● **Task instructions**: Reprint all records below exactly. No images.

• • • •

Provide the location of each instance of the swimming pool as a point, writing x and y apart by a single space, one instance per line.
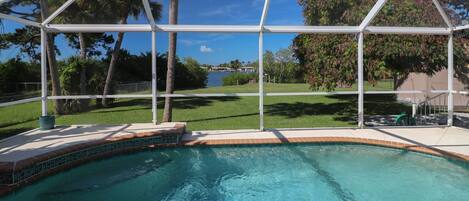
269 172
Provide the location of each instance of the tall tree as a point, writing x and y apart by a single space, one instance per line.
330 60
36 11
122 10
168 105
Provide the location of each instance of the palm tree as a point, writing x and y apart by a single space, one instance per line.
168 104
121 10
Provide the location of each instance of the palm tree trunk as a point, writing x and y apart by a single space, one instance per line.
112 64
52 61
168 104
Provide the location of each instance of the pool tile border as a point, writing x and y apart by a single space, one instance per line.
351 140
14 175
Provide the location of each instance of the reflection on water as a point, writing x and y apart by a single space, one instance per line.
280 172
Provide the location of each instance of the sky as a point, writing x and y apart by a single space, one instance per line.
207 48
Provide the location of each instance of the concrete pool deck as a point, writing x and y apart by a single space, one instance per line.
36 142
29 156
439 140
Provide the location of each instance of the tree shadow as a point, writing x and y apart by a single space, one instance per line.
178 103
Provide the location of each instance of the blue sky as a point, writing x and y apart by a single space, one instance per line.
209 48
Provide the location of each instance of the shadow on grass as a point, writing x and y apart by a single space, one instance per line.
178 103
345 109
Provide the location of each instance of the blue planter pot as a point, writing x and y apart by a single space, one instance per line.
46 122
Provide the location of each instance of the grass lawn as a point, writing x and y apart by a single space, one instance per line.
221 112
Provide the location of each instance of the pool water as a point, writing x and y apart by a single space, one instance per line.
269 172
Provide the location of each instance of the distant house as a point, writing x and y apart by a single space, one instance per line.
425 83
247 69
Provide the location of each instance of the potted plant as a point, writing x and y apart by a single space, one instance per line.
47 122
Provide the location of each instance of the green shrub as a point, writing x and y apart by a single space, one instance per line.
239 79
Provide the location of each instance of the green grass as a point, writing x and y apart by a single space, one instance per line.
218 113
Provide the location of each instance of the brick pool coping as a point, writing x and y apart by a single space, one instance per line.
328 140
17 174
14 175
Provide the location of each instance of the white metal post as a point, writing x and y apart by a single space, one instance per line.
261 81
43 73
360 80
450 80
154 105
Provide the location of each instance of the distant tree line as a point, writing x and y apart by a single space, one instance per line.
331 60
129 68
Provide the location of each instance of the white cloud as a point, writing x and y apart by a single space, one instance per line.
188 42
226 10
205 49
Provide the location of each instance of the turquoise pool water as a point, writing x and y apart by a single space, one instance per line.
274 172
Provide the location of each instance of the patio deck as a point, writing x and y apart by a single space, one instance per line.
442 140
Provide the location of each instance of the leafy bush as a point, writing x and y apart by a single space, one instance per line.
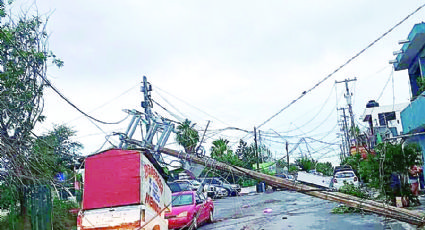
62 218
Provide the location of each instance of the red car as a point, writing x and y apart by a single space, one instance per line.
189 207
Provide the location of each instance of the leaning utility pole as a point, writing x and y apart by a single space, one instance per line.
256 148
346 133
409 216
287 154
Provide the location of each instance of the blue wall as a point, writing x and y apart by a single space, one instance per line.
413 116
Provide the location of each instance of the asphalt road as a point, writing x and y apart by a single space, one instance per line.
290 210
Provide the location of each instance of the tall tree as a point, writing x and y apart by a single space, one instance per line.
23 64
221 151
187 136
219 148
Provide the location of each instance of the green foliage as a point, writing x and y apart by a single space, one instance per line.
389 159
222 152
187 136
55 152
62 218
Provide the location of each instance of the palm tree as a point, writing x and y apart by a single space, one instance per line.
220 147
187 136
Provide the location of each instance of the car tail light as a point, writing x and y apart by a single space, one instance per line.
182 214
79 220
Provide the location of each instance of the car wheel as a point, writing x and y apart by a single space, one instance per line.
211 218
194 224
226 193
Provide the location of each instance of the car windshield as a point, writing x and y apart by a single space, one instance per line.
180 200
196 183
344 175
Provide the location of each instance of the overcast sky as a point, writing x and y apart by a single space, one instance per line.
235 63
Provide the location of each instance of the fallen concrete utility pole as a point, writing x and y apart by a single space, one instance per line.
409 216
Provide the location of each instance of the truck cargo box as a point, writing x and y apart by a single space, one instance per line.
123 189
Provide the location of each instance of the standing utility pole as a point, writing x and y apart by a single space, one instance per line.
256 148
147 103
287 154
350 109
346 143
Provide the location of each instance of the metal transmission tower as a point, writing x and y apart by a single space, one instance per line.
346 135
155 125
348 95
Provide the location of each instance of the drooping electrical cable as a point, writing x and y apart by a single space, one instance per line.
342 66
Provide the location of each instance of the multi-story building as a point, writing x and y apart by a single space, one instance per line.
383 120
411 57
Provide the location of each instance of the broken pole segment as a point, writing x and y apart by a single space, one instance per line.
405 215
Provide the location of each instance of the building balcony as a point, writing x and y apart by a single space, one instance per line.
412 117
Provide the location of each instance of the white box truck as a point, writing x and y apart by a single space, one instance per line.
123 189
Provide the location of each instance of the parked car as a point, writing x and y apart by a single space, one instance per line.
178 187
214 192
342 168
344 177
189 207
189 183
232 189
286 176
221 192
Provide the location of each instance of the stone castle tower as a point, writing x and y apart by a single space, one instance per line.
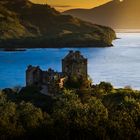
74 65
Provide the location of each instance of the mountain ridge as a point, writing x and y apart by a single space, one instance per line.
116 14
25 24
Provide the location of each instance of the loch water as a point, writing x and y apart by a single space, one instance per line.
119 65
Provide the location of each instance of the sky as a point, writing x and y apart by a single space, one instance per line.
63 5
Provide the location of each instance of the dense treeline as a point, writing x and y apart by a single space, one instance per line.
99 112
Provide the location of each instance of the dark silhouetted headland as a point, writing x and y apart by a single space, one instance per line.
25 24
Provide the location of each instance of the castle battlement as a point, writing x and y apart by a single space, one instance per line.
73 65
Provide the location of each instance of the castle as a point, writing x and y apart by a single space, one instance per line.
73 65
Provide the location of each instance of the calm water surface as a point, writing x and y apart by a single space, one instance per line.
119 65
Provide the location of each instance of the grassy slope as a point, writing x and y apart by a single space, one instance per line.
23 23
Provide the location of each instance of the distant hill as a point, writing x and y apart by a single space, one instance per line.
116 14
25 24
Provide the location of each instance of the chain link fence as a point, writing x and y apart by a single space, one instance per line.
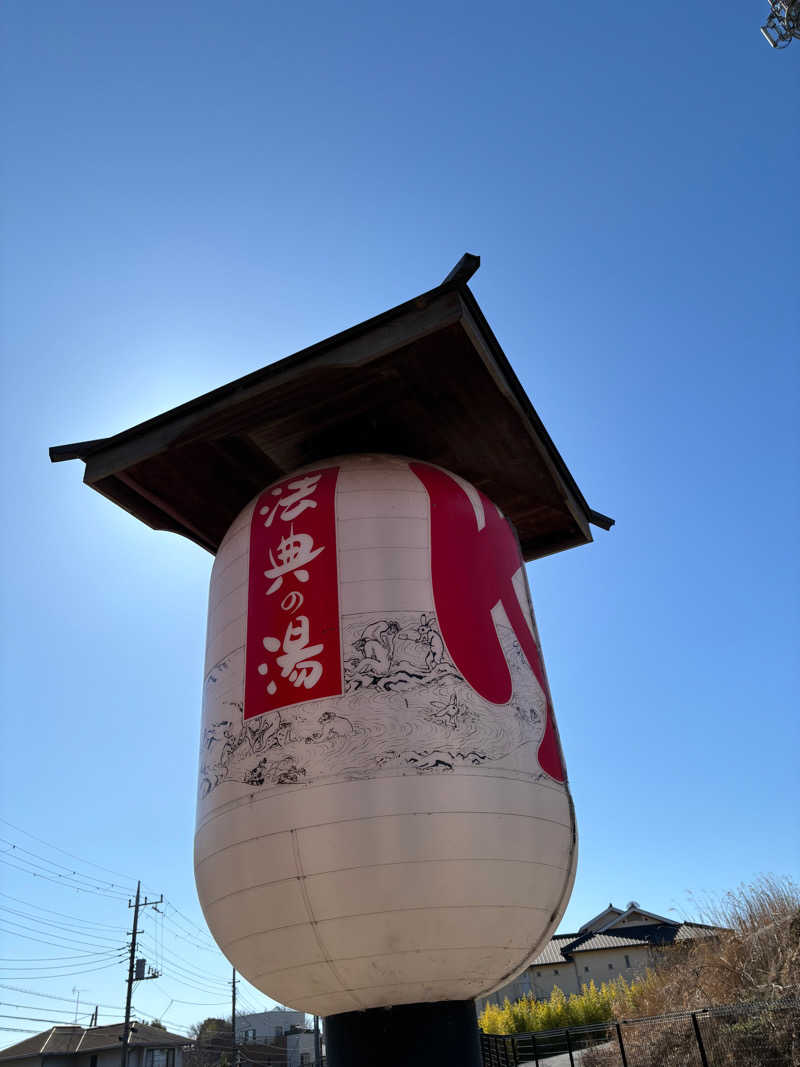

• • • •

● **Answer box**:
Provide the location of each instance of the swimming pool as a point, writing x and y apart by a single space, one instance per line.
269 172
Provide the location of each instance of the tall tree as a point, writing x and y apart by a single space, one instance per line.
330 60
36 11
122 10
168 105
Provide the location of each instance of the palm tree as a point, writing x and y apart by a single space, one instance per line.
168 104
121 10
Provide the location of each instance of the palm tree trunk as a point, writing x and y apart by a single space, one instance per line.
112 64
52 61
168 104
Provide the location of each instance of the pool tile border as a point, writing x and y apart by a single space, one instance per line.
351 140
14 175
Provide the location of each instance of the reflection on water as a point, writing x and y apart by a single space, one instance per line.
280 172
Provide the location of each instance of the sky as a point, writing x and y apart by a single space, one instance per line.
207 48
Provide the location of each instance of the concrete pool deck as a point, writing x and y apart by a single space, one instance per line.
36 142
29 156
439 140
Provide the location of each instance of the tree shadow as a point, writing x and y apart by a single space, one instance per line.
178 103
Provide the location of each instance of the blue sky as a point, writing x and y apart by a single space, one instance per line.
209 48
Provide the location of each instance of the shadow on grass as a point, writing x and y apart by a single space, one instance per line.
178 103
345 109
Provide the location of each instance of the blue planter pot as a point, writing x and y apart by a single space, one instance per line.
46 122
Provide the location of each instance of the grass lawn as a point, writing x and y apart by a single space, one instance per line.
221 112
Provide the location of each instance of the pool water as a point, writing x and y apart by a single space, one instance per line.
269 172
Provide the location of each instance of the distant house as a point, writing x and y apart by a single space, one instance per line.
425 83
247 69
Provide the location of each instance of the potted plant as a point, writing x and y apart by a single space, one instance per line.
47 122
Provide the location of each instance of the green shrub as a point, writing x and y apart by a single space, one instance per line.
239 79
Provide the location of each instance of the green grass as a point, writing x and y apart by a single space, one instance per line.
218 113
Provide the location of each instance of the brick pool coping as a point, writing x and y apart by a single space, one instance per line.
328 140
17 174
14 175
Provide the location of each instance of the white metal post as a point, writing x and y apart by a single space, one instance per line.
261 81
43 73
360 80
450 80
154 105
Provide the location of each instance of the distant tree line as a point, writing x and y apart by a single space, one instance per line.
331 60
129 68
Provide the location of each instance of the white cloud as a point, writing x and y apart by a single space, one instance per line.
188 42
226 10
205 49
Provide the location of each instance of the turquoise pool water as a point, writing x and y apart by a single space, one instance per line.
274 172
Provide the location of each instance of the patio deck as a point, writing x and y apart by a single space, one instance per line.
442 140
Provide the location of each instance of the leafy bush as a point, writing x and y apart by a single space, one instance per line.
62 218
Provide the location of each instance of the red car as a point, writing x and y apart by a single space, one instance per line.
189 207
Provide the location of each instance of the leaning utility pole as a point, writing x and y apart by a single space, one instance per line.
256 148
346 133
409 216
287 154
Provide the location of each instance of the blue wall as a point, writing x and y apart by a single space, one instance per line.
413 116
Provide the location of each instance of the asphalt road as a point, writing x and y apart by a single space, one instance per line.
290 210
Provide the location of each instance of the tall tree as a point, writing x and y apart by a single space, one instance per line.
23 64
221 151
187 136
219 148
Provide the location of each instance of the green foliage as a point, writing x and y apart by a single space, one instance per line.
389 159
222 152
187 136
55 152
62 218
Provide the location of each instance of the palm tree as a point, writing x and y apart by a single space, one instance per line.
220 147
187 136
Provide the location of each instance of the car tail light as a point, writing x and y apart by a single space, one instance per line.
182 214
79 220
Provide the location of each instance of the car wheel as a point, writing x and y apart by a single space, one instance per line.
211 218
194 224
226 193
Provide the location of each instance of the car windshield as a point, writing x and y apart by a single space, one instance per line.
180 200
196 183
344 175
Provide the location of each instance of the overcast sky as a point, writing x and y apart by a single space, one instance per line.
235 63
Provide the location of each instance of the fallen concrete utility pole as a point, writing x and y apart by a single space, one instance per line.
409 216
Provide the location of each instance of the truck cargo box as a point, writing x and y apart by a single space, one instance per line.
123 189
Provide the location of each instance of the standing utility pole as a point, writing x and y apart by a single space, one instance per line.
256 148
147 103
287 154
350 109
346 143
Provide the location of each instance of the metal transmission tower as a point, writing x and y apart by a single space, one instance per line.
346 135
155 125
348 95
Provide the location of each instance of the drooping electrical cable as a point, writing x and y apart by a single space, one instance per line.
342 66
Provide the location of each instance of the multi-story building as a point, writing x and y apart by a single space, one instance per line.
383 120
411 57
Provide the location of each instance of the broken pole segment as a point, writing x and y apart by a single space, one instance per line.
405 215
Provide the location of each instance of the building balcony as a point, writing x and y apart by a single space, one instance per line.
412 117
Provide the location of each instance of the white box truck as a point, writing x and y apart by a single space, one instance per line.
123 189
Provide the location of each instance of the parked car as a point, writing x and y apart by a single space, one instance per line.
178 187
214 192
342 168
344 177
189 207
189 183
232 189
286 176
221 192
Provide the location of each instance of the stone castle tower as a point, writing x and y apart by a single space, one instance per line.
74 65
Provide the location of each instance of the mountain ridge as a point, writing x and y apart by a single space, one instance per line.
116 14
25 24
Provide the location of each instance of the loch water as a point, writing x and y apart by a single space, one instance per line.
119 65
Provide the location of each instance of the sky as a point, writing x and y apart by a single space, one instance per line.
63 5
Provide the location of each instance of the dense treeline as a point, writing x and y apart by a single space, one instance per line.
99 112
Provide the location of each instance of the dark silhouetted headland as a point, writing x and y apart by a single space, one instance per line.
25 24
Provide the location of each instance of the castle battlement as a point, writing x and y apart by a single space, one instance per line.
73 65
Provide the location of each instance of the castle as a point, writing x and y apart by a single space, one instance per line.
73 65
Provide the location of each instance of the calm water surface as a point, writing x and y apart by a single space, one instance per line.
119 65
Provide the location of each instance of the grassy slope as a point, writing x and y apart by a single space, one instance per line.
23 23
Provide the location of each instance of the distant hill as a point, writing x and y apart by a single space, one instance per line.
116 14
25 24
Provide the location of each instance of the chain link fence as a point, writing x and y apart by a single space, one instance per line.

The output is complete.